◆ **Jobs**:
1 – Check each statement against the forum thread on expression-based indices. For each, answer yes or no and quote the deciding words of the thread. (a) The error message returned when running the CREATE INDEX statement reports SQLCODE=-120. (b) The proposed index specifies BUFFERPOOL BP2. (c) Sam Baugh's reply ends its query with a clause that fetches only the first row.
2 – Pick out every line of the rows below that contains the string "person", matching case exactly.

◆ **Passage given**:
Expression based indices

John Unger

Expression based indices

I am exploring the possibility of an expression-based index to improve query response time. What I would like to do is index on the maximum setup-date of a record, and have tried the following:

CREATE INDEX "TESTDB"."X1E_SMASTER"

      ON "TESTDB"."TMASTER"

      ("ID_NO"          ASC,

      MAX("SETUP_DATE"),

      "READY_STATE"   ASC)

      NOT CLUSTER

      USING STOGROUP GTTEST01

      PRIQTY 44640

      SECQTY 2880

      BUFFERPOOL BP1     

      PIECESIZE 2097152 K;

However, when I try to execute this (in Data Studio) I receive this message:

"AN AGGREGATE FUNCTION IS NOT VALID IN THE CONTEXT IN WHICH IT WAS INVOKED. SQLCODE=-120,..."

I know MAX is considered to be an aggregate function, although I was thinking of it as a "column function." I was hoping it would be allowed in this context .

The table is used by hundreds of applications, and in most of them to get the most recent record the WHERE clause contains a sub-SELECT requesting the MAX SETUP-DATE for that ID number and the state of readiness. Is there an alternate path to my goal of eliminating the sub-SELECT and improving response time?
 Thank you.

John Wm. Unger
DBA III, TDCJ-ID/ITD
936-437-1979
[login to unmask email]

 

Edited By:
John Unger[Organization Members] @ Mar 06, 2017 - 04:25 PM (America/Central)

Sam Baugh

Expression based indices
(in response to John Unger)
select setup_date from testdb.tmaster where id = ? order by setup_date desc
fetch first row only

On Mon, Mar 6, 2017 at 4:17 PM, John Unger <[login to unmask email]> wrote:

> I am exploring the possibility of an expression-based index to improve
> query response time. What I would like to do is index on the maximum
> setup-date of a record, and have tried the following:
>
> CREATE INDEX "TESTDB"."X1E_SMASTER"
>
> ON "TESTDB"."TMASTER"
>
> ("ID_NO" ASC,
>
> MAX("SETUP_DATE"),
>
> "READY_STATE" ASC)
>
> NOT CLUSTER
>
> USING STOGROUP GTTEST01
>
> PRIQTY 44640
>
> SECQTY 2880
>
> BUFFERPOOL BP1
>
> PIECESIZE 2097152 K;
>
> However, when I try to execute this (in Data Studio) I receive this
> message:
>
> "AN AGGREGATE FUNCTION IS NOT VALID IN THE CONTEXT IN WHICH IT WAS
> INVOKED. SQLCODE=-120,..."
>
> Is MAX considered an aggregate function, similar to SUM, COUNT, etc?
>
> The table is used by hundreds of applications, and in most of them to get
> the most recent record the WHERE clause contains a sub-SELECT requesting
> the MAX SETUP-DATE for that ID number and the state of readiness. Is there
> an alternate path to my goal of eliminating the sub-SELECT and improving
> response time?
> Thank you.
> John Wm. Unger
> DBA III, TDCJ-ID/ITD
> 936-437-1979
> [login to unmask email]
>
>
>
> -----End Original Message-----
>

Nadir Doctor

Expression based indices
(in response to Sam Baugh)

◆ **Dataset rows**:
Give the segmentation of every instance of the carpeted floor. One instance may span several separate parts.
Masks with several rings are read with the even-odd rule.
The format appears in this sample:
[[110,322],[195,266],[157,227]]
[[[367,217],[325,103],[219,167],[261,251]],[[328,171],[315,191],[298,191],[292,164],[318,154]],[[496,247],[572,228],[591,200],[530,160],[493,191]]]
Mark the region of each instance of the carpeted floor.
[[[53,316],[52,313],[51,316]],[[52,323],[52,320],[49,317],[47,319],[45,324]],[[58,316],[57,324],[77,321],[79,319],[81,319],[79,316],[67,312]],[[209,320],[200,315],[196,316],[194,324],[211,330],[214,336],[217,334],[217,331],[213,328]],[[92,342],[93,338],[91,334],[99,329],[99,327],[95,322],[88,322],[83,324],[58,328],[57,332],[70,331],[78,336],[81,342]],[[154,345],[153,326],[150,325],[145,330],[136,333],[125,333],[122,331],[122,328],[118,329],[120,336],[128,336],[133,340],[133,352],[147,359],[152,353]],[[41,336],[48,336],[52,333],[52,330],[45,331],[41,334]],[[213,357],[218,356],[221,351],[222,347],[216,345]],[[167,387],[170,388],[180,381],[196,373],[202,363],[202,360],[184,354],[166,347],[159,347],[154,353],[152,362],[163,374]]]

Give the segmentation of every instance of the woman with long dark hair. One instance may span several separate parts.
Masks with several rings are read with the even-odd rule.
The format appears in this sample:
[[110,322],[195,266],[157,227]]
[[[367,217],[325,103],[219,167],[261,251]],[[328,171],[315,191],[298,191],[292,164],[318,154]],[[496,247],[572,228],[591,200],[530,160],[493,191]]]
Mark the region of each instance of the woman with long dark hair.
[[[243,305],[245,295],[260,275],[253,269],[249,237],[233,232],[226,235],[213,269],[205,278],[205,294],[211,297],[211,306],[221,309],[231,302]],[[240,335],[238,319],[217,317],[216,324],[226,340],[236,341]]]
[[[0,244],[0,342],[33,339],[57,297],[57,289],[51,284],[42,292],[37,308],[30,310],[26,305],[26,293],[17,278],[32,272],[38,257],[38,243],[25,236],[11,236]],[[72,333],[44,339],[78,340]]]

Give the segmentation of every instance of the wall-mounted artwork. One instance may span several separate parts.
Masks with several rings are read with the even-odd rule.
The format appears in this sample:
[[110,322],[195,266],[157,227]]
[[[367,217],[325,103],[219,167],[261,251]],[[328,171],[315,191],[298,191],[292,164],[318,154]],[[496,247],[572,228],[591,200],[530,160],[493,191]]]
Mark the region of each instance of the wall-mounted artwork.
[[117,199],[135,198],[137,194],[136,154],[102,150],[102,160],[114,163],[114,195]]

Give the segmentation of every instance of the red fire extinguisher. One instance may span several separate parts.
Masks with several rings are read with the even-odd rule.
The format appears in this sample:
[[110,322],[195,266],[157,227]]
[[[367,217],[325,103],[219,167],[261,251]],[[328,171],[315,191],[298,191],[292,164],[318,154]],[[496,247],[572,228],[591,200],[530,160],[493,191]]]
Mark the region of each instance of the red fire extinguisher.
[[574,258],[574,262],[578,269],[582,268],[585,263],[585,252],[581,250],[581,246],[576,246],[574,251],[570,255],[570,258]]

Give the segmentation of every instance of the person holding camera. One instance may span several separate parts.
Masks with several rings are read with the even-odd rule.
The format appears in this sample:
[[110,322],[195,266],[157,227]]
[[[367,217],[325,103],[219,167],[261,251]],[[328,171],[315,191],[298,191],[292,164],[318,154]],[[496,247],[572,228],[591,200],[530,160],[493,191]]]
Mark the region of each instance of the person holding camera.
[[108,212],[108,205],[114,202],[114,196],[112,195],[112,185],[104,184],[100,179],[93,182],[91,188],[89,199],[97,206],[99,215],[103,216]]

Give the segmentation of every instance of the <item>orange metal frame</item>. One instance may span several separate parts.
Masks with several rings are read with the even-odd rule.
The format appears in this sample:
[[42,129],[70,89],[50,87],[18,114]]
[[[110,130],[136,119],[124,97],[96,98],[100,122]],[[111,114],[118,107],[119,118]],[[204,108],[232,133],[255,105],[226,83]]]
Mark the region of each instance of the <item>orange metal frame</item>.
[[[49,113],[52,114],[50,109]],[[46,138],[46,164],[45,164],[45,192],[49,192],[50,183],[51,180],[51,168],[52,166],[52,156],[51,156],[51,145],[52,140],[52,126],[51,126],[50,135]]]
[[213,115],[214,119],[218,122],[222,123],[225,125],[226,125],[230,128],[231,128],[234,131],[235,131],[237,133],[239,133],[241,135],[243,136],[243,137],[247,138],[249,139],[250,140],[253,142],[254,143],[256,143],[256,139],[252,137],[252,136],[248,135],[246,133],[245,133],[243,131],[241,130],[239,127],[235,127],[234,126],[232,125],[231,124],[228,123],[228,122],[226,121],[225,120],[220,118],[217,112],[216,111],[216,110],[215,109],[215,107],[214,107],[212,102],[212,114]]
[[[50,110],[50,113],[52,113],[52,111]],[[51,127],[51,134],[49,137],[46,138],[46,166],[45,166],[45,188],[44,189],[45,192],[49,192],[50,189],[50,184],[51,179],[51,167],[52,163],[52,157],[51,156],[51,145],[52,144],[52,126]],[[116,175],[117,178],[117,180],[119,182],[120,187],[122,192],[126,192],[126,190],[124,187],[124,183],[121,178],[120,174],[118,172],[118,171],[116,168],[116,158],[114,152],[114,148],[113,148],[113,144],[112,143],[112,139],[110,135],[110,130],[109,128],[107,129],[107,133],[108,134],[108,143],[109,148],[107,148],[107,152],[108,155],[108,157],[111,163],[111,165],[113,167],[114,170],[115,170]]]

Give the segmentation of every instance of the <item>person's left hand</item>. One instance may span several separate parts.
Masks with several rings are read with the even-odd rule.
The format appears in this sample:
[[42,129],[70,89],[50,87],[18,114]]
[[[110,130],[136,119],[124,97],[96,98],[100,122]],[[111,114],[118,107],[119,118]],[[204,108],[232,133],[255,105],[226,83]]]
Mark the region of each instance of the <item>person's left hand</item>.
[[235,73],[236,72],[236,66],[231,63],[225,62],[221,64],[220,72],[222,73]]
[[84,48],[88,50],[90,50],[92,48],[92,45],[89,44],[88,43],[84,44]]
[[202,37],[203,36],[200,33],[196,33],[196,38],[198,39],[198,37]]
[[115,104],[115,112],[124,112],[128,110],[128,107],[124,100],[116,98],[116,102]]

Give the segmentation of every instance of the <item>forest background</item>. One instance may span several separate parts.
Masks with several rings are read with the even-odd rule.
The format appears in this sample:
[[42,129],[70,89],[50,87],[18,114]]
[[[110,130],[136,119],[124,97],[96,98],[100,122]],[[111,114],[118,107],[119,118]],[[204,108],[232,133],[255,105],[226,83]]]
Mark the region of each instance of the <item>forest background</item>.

◆ **Answers for this exercise**:
1 –
(a) Yes: "SQLCODE=-120"
(b) No: "BUFFERPOOL BP1"
(c) Yes: "fetch first row only"

2 –
Give the segmentation of every instance of the person holding camera. One instance may span several separate parts.
Mark the region of each instance of the person holding camera.
Give the segmentation of every instance of the <item>person's left hand</item>. One instance may span several separate parts.
Mark the region of each instance of the <item>person's left hand</item>.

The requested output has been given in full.